── TEXT SHOWN ──

Despite significant investments at the national, state and local levels, many students still struggle in reading fluency

fluency-reading-writingAccording to a recent National Assessment of Educational Progress report, approximately 33 percent of fourth grade students read at a level considered “below basic.”

Over the past 20 years, the percentage of fourth graders identified as “below basic” has remained over 30 percent. Clearly, new and different ways are needed for delivering effective reading instruction for struggling readers.

What is the source of concern for students who struggle? Difficulties in word decoding and reading fluency can be major barriers to proficient reading.

Indeed, the Common Core State Standards identify word recognition and reading fluency as foundational competencies necessary for growth in reading.

Yet, despite its importance, fluency instruction is often limited in classrooms.

One reason is that many see fluency only as a quest for speed. Because word recognition automaticity, a component of fluency, is often assessed through reading speed, instructional methods for fluency have evolved into increasing students’ reading rate, without regard for comprehension.

As a result, fluency instruction has been deemphasized in the classroom. In the International Reading Association’s 2013 “What’s Hot; What’s Not” survey of literacy scholars, reading fluency was ranked as “not hot.”

Appropriate instruction in fluency — without emphasizing speed reading — is sorely needed.

(Next page: Two critical components of reading fluency)

Automaticity and Prosody

Automaticity and prosody are two critical components of reading fluency. Automaticity is the ability to accurately and effortlessly read words in text. As a reader becomes automatic and accurate in recognizing words, the reader’s required attention to word recognition diminishes. As such, the reader has greater capacity to employ higher-level thinking processes for text comprehension.

Prosody is to the ability to read orally with appropriate expression or intonation. Studies have found that students who read with good expression generally exhibit better comprehension in silent reading.

Instruction in these areas can lead to improvements in fluency as well as the more important goal of reading: comprehension.

Instructional methods

Several instructional methods to develop fluency can readily be incorporated into regular reading instruction as well as intervention instruction for students who have not achieved grade level proficiency.


To help students develop a clear sense of what constitutes reading fluency, teachers or other more fluent readers can model fluent reading. When reading aloud to students, the teacher can help students notice how she uses her voice to enhance the meaning of the text and to make the reading experience more satisfying. Students can then aim to make their own oral reading approximate the teacher’s reading.

Assisted Reading

In assisted reading, the developing reader is supported by a more proficient reader during oral reading. Common forms of assisted reading are group reading or paired reading. For readers who do not have a person or group to read with, technology provides an answer.

In technology-assisted reading, the reader listens to a fluent recording of a text while reading. Cassette tapes provided one form of recorded reading, but they were often easily lost or damaged. In captioned television programs, the reader sees the words on the screen while hearing the words read.

───

**TASK OBJECTIVE:** Resume the text on reading fluency instruction from the point where it stops. The items play no part in this work.

── DATA PROVIDED ──

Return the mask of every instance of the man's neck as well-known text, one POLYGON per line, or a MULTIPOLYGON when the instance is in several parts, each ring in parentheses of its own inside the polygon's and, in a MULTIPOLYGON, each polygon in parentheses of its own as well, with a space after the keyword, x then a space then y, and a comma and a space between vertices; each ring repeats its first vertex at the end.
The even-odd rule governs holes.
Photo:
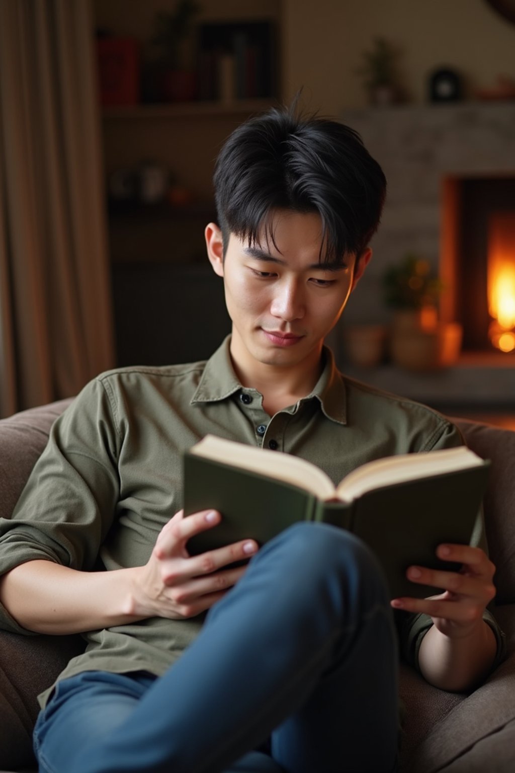
POLYGON ((283 408, 294 405, 313 391, 323 369, 320 357, 316 366, 286 369, 264 363, 253 363, 252 367, 235 358, 231 352, 232 366, 243 386, 256 390, 263 395, 264 410, 273 416, 283 408))

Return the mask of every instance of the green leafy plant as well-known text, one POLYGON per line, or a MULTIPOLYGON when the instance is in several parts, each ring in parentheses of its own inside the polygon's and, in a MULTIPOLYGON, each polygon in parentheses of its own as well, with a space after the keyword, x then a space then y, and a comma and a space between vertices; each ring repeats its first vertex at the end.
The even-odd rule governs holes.
POLYGON ((400 52, 385 38, 374 39, 372 48, 363 53, 363 64, 356 70, 363 78, 367 89, 372 90, 385 86, 397 87, 399 55, 400 52))
POLYGON ((178 0, 174 12, 159 11, 156 14, 151 46, 156 58, 170 70, 181 68, 181 48, 199 11, 195 0, 178 0))
POLYGON ((391 308, 418 309, 436 305, 442 291, 442 282, 429 262, 413 253, 387 268, 382 285, 385 303, 391 308))

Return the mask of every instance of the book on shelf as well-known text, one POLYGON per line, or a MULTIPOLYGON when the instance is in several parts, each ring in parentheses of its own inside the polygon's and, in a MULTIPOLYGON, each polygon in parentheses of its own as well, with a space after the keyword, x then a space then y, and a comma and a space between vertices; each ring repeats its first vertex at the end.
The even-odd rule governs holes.
POLYGON ((406 569, 459 570, 435 551, 442 543, 470 543, 489 465, 460 446, 376 459, 335 486, 305 459, 206 435, 184 456, 185 515, 212 508, 222 518, 188 550, 197 554, 249 538, 263 544, 298 521, 321 521, 371 548, 391 598, 434 595, 439 589, 410 582, 406 569))

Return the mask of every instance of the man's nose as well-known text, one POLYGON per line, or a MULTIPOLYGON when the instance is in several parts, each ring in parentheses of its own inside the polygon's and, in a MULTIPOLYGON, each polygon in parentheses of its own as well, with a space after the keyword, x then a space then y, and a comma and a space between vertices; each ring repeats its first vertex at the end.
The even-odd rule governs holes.
POLYGON ((303 317, 305 304, 303 289, 299 282, 292 280, 278 285, 270 311, 274 317, 291 322, 303 317))

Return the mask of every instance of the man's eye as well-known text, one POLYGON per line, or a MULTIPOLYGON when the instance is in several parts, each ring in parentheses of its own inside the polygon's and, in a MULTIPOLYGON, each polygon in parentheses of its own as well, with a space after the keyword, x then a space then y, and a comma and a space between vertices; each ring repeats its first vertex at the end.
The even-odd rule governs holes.
POLYGON ((251 271, 254 276, 258 277, 259 279, 269 279, 276 275, 273 271, 258 271, 256 268, 252 268, 251 271))
POLYGON ((316 279, 314 277, 310 281, 317 288, 328 288, 335 282, 334 279, 316 279))

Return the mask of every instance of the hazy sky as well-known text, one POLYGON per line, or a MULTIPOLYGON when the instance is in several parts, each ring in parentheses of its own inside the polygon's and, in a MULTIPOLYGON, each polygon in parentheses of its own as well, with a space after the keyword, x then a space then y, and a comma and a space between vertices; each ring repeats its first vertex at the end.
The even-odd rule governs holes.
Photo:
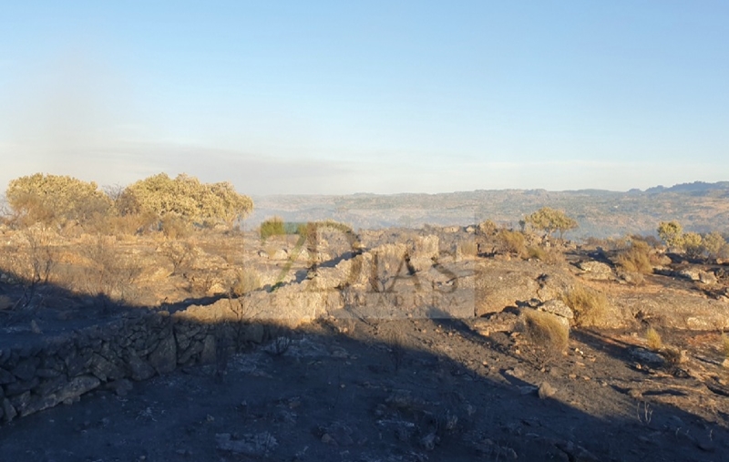
POLYGON ((2 2, 0 189, 729 180, 729 4, 2 2))

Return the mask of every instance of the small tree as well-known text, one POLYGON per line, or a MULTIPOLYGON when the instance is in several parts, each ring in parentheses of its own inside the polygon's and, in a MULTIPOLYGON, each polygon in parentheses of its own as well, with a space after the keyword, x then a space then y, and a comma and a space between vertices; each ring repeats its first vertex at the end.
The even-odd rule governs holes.
POLYGON ((698 258, 703 252, 702 247, 702 237, 698 232, 686 232, 682 236, 683 250, 686 255, 691 258, 698 258))
POLYGON ((232 227, 253 210, 253 201, 229 182, 205 184, 190 175, 174 180, 160 173, 130 185, 118 200, 122 214, 149 213, 162 220, 177 216, 203 225, 232 227))
POLYGON ((682 249, 683 247, 683 228, 678 221, 661 221, 658 223, 658 237, 668 247, 682 249))
POLYGON ((717 231, 704 234, 702 239, 702 253, 709 258, 717 258, 722 253, 722 249, 726 245, 724 236, 717 231))
POLYGON ((87 223, 108 214, 111 200, 93 181, 69 176, 35 175, 10 181, 5 193, 15 219, 24 226, 87 223))
POLYGON ((543 231, 549 237, 554 231, 560 231, 560 240, 565 232, 578 226, 577 221, 568 217, 564 211, 549 207, 542 207, 525 218, 524 221, 537 230, 543 231))

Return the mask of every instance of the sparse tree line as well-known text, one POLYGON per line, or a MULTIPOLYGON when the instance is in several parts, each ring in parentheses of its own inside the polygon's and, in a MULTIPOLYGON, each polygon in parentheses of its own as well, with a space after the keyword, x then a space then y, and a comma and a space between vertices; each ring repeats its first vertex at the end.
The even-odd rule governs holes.
POLYGON ((232 228, 253 208, 251 198, 229 182, 201 183, 166 173, 106 190, 93 181, 36 173, 10 181, 5 198, 5 221, 15 228, 80 226, 105 234, 161 231, 171 237, 193 226, 232 228))
POLYGON ((198 289, 214 281, 190 270, 193 247, 180 240, 195 229, 232 229, 252 207, 231 183, 206 184, 184 174, 160 173, 106 190, 69 176, 21 177, 10 181, 0 210, 0 224, 14 231, 0 246, 0 279, 22 282, 21 307, 31 306, 37 289, 49 282, 128 301, 144 265, 119 240, 152 234, 164 241, 158 252, 172 262, 173 273, 188 268, 198 289))

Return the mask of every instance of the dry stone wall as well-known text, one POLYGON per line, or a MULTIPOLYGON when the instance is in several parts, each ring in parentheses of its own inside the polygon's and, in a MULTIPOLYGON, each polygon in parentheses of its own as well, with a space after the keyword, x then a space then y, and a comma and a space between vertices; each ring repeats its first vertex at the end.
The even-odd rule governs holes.
POLYGON ((123 391, 179 366, 210 364, 221 344, 261 342, 262 324, 200 323, 167 312, 125 313, 56 334, 5 338, 0 349, 0 419, 7 423, 89 391, 123 391))

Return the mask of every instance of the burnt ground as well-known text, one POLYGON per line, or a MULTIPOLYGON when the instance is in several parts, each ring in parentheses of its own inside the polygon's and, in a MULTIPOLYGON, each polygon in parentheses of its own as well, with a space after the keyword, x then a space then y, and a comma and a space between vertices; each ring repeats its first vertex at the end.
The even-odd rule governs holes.
POLYGON ((729 460, 718 334, 663 333, 690 348, 676 365, 636 359, 630 332, 535 361, 469 323, 319 322, 222 378, 186 368, 0 426, 0 460, 729 460))

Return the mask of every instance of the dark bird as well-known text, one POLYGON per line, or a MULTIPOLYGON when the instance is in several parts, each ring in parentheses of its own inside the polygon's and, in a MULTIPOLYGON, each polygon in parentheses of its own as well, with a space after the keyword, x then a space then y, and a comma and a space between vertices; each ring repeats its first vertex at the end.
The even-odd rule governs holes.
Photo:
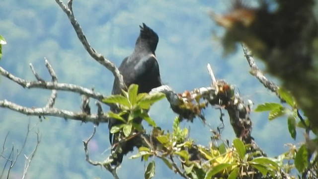
MULTIPOLYGON (((139 26, 140 34, 136 41, 134 52, 124 59, 118 70, 123 76, 126 87, 128 87, 132 84, 137 84, 139 86, 138 93, 149 92, 152 89, 161 85, 159 66, 155 54, 159 38, 157 34, 145 23, 143 23, 142 27, 139 26)), ((115 81, 112 94, 121 93, 119 85, 115 81)), ((118 112, 118 109, 114 107, 111 108, 110 110, 118 112)), ((137 121, 141 122, 142 119, 138 119, 137 121)), ((113 146, 112 151, 115 150, 114 144, 118 142, 118 135, 111 133, 110 129, 112 126, 120 123, 120 121, 112 118, 110 119, 108 123, 109 141, 113 146)), ((131 139, 121 144, 122 152, 117 154, 117 157, 114 157, 112 165, 121 163, 123 155, 133 151, 136 146, 134 142, 134 140, 131 139)))

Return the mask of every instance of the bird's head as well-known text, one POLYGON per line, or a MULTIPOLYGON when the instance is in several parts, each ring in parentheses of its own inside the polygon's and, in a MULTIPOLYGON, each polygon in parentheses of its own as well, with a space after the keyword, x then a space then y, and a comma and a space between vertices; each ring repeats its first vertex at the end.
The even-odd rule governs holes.
POLYGON ((159 41, 158 35, 153 29, 143 23, 143 26, 140 25, 140 34, 136 42, 136 44, 139 41, 145 42, 151 48, 151 50, 155 52, 157 47, 157 44, 159 41))

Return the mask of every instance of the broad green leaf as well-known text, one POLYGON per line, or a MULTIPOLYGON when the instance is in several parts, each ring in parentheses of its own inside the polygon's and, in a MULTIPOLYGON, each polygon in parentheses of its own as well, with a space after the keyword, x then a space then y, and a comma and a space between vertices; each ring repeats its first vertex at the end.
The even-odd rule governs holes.
POLYGON ((150 152, 150 149, 149 148, 146 147, 140 147, 138 148, 138 151, 148 151, 150 152))
POLYGON ((150 179, 155 176, 155 168, 156 164, 153 161, 148 164, 145 172, 145 179, 150 179))
POLYGON ((137 103, 137 93, 138 93, 138 86, 136 84, 131 84, 128 87, 128 98, 130 104, 135 106, 137 103))
POLYGON ((268 119, 273 120, 277 117, 281 116, 285 114, 284 108, 280 107, 273 109, 269 111, 268 119))
POLYGON ((145 156, 146 155, 150 155, 150 154, 151 154, 148 151, 140 151, 140 152, 139 152, 137 154, 133 155, 132 156, 129 157, 129 159, 135 159, 139 158, 140 157, 145 156))
POLYGON ((126 121, 124 119, 124 118, 120 116, 119 114, 116 114, 111 111, 109 111, 107 113, 107 117, 112 118, 115 119, 118 119, 121 121, 123 122, 124 123, 126 123, 126 121))
POLYGON ((125 124, 123 128, 123 132, 124 132, 124 135, 125 137, 128 137, 130 135, 131 132, 133 125, 131 124, 125 124))
POLYGON ((230 173, 230 175, 229 176, 228 179, 236 179, 237 177, 238 177, 238 174, 239 169, 239 168, 238 168, 238 167, 236 167, 234 169, 233 169, 232 172, 230 173))
POLYGON ((175 152, 174 152, 174 154, 177 155, 180 157, 182 157, 185 160, 188 160, 190 157, 189 154, 188 153, 188 152, 184 150, 181 151, 175 152))
POLYGON ((160 157, 160 158, 162 160, 162 161, 163 161, 164 164, 165 164, 165 165, 166 165, 170 170, 172 170, 172 165, 166 158, 164 157, 160 157))
POLYGON ((254 158, 249 162, 262 165, 267 168, 275 169, 278 168, 278 164, 274 162, 276 159, 268 157, 258 157, 254 158))
POLYGON ((148 95, 148 93, 147 92, 141 92, 141 93, 138 93, 138 94, 137 94, 137 97, 136 98, 137 103, 139 102, 139 101, 141 100, 141 99, 143 98, 145 96, 147 96, 147 95, 148 95))
POLYGON ((296 139, 296 119, 294 115, 290 115, 287 119, 287 124, 288 125, 288 130, 292 138, 295 140, 296 139))
POLYGON ((233 145, 237 150, 239 158, 241 160, 243 160, 246 153, 246 150, 245 149, 244 144, 243 144, 243 142, 239 139, 237 138, 233 140, 233 145))
POLYGON ((184 168, 184 171, 187 175, 189 175, 190 173, 192 172, 192 169, 193 169, 193 166, 194 166, 194 164, 190 165, 190 166, 188 167, 185 165, 183 165, 183 168, 184 168))
POLYGON ((106 97, 102 100, 102 101, 106 103, 115 104, 118 103, 127 107, 131 107, 131 105, 127 98, 120 95, 112 95, 110 96, 106 97))
MULTIPOLYGON (((309 126, 310 122, 309 121, 309 120, 308 120, 308 119, 306 119, 304 120, 304 121, 305 122, 305 124, 307 126, 309 126)), ((297 123, 297 127, 302 128, 303 129, 306 129, 306 128, 305 126, 305 125, 304 125, 304 124, 303 124, 303 122, 302 122, 302 121, 300 121, 298 122, 298 123, 297 123)))
POLYGON ((308 152, 305 144, 300 147, 295 158, 295 167, 300 173, 302 174, 307 167, 308 152))
POLYGON ((157 137, 157 140, 162 144, 166 144, 169 142, 169 138, 166 136, 159 136, 157 137))
POLYGON ((219 152, 220 152, 220 154, 221 155, 227 152, 227 149, 224 143, 221 144, 219 146, 219 152))
POLYGON ((110 129, 110 133, 113 134, 119 132, 120 130, 124 127, 124 124, 117 125, 112 127, 111 129, 110 129))
POLYGON ((204 179, 211 179, 212 177, 214 176, 216 174, 222 172, 228 167, 231 167, 234 165, 236 164, 223 163, 218 165, 214 167, 212 167, 206 173, 205 177, 204 177, 204 179))
POLYGON ((264 104, 258 105, 254 111, 255 112, 267 111, 282 107, 283 107, 283 106, 280 104, 266 102, 264 104))
POLYGON ((155 121, 152 119, 149 115, 146 113, 143 113, 142 114, 142 116, 143 118, 145 120, 146 122, 147 122, 149 125, 153 127, 157 127, 157 125, 156 124, 156 122, 155 121))
POLYGON ((162 92, 155 92, 145 95, 138 101, 138 105, 142 109, 149 109, 150 106, 155 102, 165 96, 162 92))
POLYGON ((199 147, 199 152, 200 152, 200 153, 202 154, 207 160, 210 160, 213 159, 213 157, 212 156, 211 153, 205 150, 205 149, 203 147, 199 147))
POLYGON ((277 90, 279 96, 286 101, 286 103, 290 106, 294 108, 295 106, 295 102, 293 99, 293 96, 290 92, 286 90, 285 89, 280 88, 277 90))
POLYGON ((263 175, 263 176, 266 176, 266 174, 267 174, 267 173, 268 172, 268 169, 267 169, 267 168, 265 166, 262 165, 254 164, 251 164, 251 166, 252 167, 255 168, 259 172, 260 172, 261 174, 262 174, 262 175, 263 175))

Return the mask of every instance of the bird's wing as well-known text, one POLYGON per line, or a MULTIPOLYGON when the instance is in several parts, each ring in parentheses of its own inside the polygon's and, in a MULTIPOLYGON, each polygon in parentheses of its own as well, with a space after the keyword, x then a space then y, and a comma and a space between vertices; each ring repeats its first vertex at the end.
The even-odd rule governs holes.
POLYGON ((160 78, 159 66, 155 55, 150 54, 143 57, 134 67, 134 78, 140 79, 141 77, 152 75, 157 75, 160 78))

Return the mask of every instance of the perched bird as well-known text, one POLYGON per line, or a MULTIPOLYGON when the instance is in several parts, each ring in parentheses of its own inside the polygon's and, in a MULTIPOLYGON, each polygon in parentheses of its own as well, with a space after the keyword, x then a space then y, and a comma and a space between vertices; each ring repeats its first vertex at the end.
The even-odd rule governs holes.
MULTIPOLYGON (((136 41, 134 52, 124 59, 118 70, 123 76, 124 82, 127 87, 135 84, 139 86, 138 93, 149 92, 152 89, 161 85, 159 66, 155 54, 159 38, 157 34, 145 23, 143 23, 142 27, 139 26, 140 34, 136 41)), ((121 93, 119 85, 115 81, 112 94, 121 93)), ((114 107, 111 108, 110 110, 114 112, 118 112, 118 109, 114 107)), ((137 119, 136 121, 141 122, 142 119, 137 119)), ((111 118, 109 120, 109 141, 112 145, 117 143, 118 139, 118 134, 111 133, 110 129, 112 126, 120 123, 120 121, 115 119, 111 118)), ((113 159, 112 165, 121 164, 123 155, 132 151, 135 146, 134 140, 131 139, 121 145, 122 152, 117 154, 117 158, 113 159)), ((112 151, 114 150, 115 149, 113 147, 112 151)))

───

**OUTPUT BELOW:**
More recently, teachers have turned to digital recording applications, such as podcasts, to create technology-assisted readings. In other instances, software publishers and online providers have combined authentic literature with technology to create interactive programs for modeled and assisted reading.

One such program is Reading Assistant, an online reading tool that uses speech recognition to correct and support students as they read aloud, helping them build fluency and comprehension with the assistance of a supportive listener. A range of reading levels allow for differentiated instruction. In addition, automatic calculation of words correct per minute and access to comprehension and vocabulary reports make it easy for teachers to track students’ progress.


In wide reading practice, which is the type of reading practice generally found in classrooms, students’ volume of reading is maximized by regularly reading new, never-before-read materials. But what about students who are not good readers?

They read the text once but they don’t read it or understand it well. For these students, as well as normally developing readers, it is important to occasionally ask them to read a text multiple times until they can read it fluently and with good comprehension. This is known as repeated or deep reading.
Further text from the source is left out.